■ ACTION ITEM ■
Quote the passage of the breastfeeding article between "An Jiangqun, 32, was" and "to continue breastfeeding.", inclusive.

Breastfeeding faces challenges in China

Updated: 2011-08-06 11:37

(Xinhua)

  Comments() Print Mail Large Medium  Small 分享按钮 0

Many of the children who were born during the emergence of China's one-child policy are now parents themselves. It hasn't been hard for them to understand and follow international standards regarding breastfeeding, but they have still faced some difficulties.

An Jiangqun, 32, was still receiving calls from work when she was making her way to the hospital delivery room. After her daughter was born, she found herself more tired than she ever had been before. Her seven-month-old daughter drank formula milk on the day she was born because An couldn't produce any milk.

However, An has breastfed her child every day since then, even hiring a nurse to give her massages in the hope that she can produce more breast milk. When An resumed her work after her maternity leave, she found that she has little time to continue breastfeeding.

"I've been a bit indecisive about continuing breastfeeding, especially since I've been feeling so much pressure from work. But I've managed to persist," she says.

She relocated to a new home closer to her office and purchased an electric bicycle, allowing her to make quick trips during her lunch break to breastfeed her baby. On days when she can't make it home, she carries a breast pump and an icebox to collect and store the milk for her baby to drink later. Her goal is to keep breastfeeding through her child's first year of life.

"Although my daughter is slimmer than other babies her age, she could stand up on her own much earlier than others. She plays by herself and doesn't like to cry," An says.

An often browses online parenting forums, encouraging other parents to practice breastfeeding and swapping tips with other mothers.

Hipgrave says that breastfeeding is not always in China. Women often regard breastfeeding as a very private activity, finding it difficult to breastfeed in public places, most of which have no private nursing rooms.

■ DATA BELOW ■
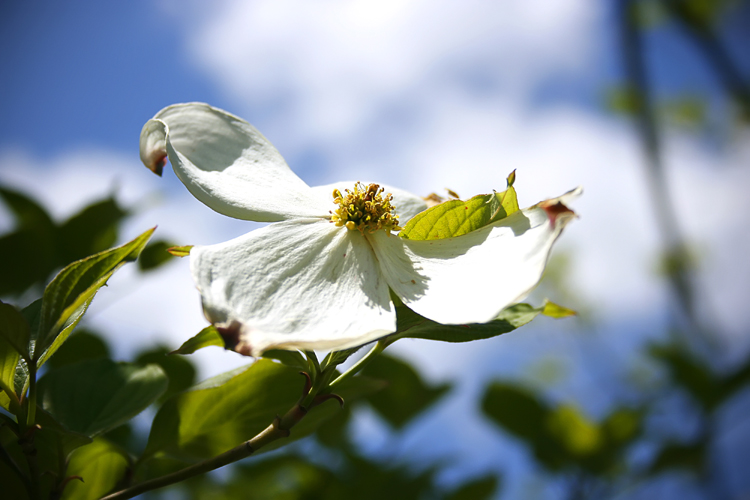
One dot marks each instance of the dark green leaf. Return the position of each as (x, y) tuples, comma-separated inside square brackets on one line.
[(8, 361), (295, 359), (179, 370), (26, 258), (406, 395), (154, 255), (14, 329), (29, 214), (207, 337), (242, 403), (101, 465), (689, 372), (412, 325), (94, 396), (80, 346), (67, 297)]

■ THE ANSWER ■
An Jiangqun, 32, was still receiving calls from work when she was making her way to the hospital delivery room. After her daughter was born, she found herself more tired than she ever had been before. Her seven-month-old daughter drank formula milk on the day she was born because An couldn't produce any milk.

However, An has breastfed her child every day since then, even hiring a nurse to give her massages in the hope that she can produce more breast milk. When An resumed her work after her maternity leave, she found that she has little time to continue breastfeeding.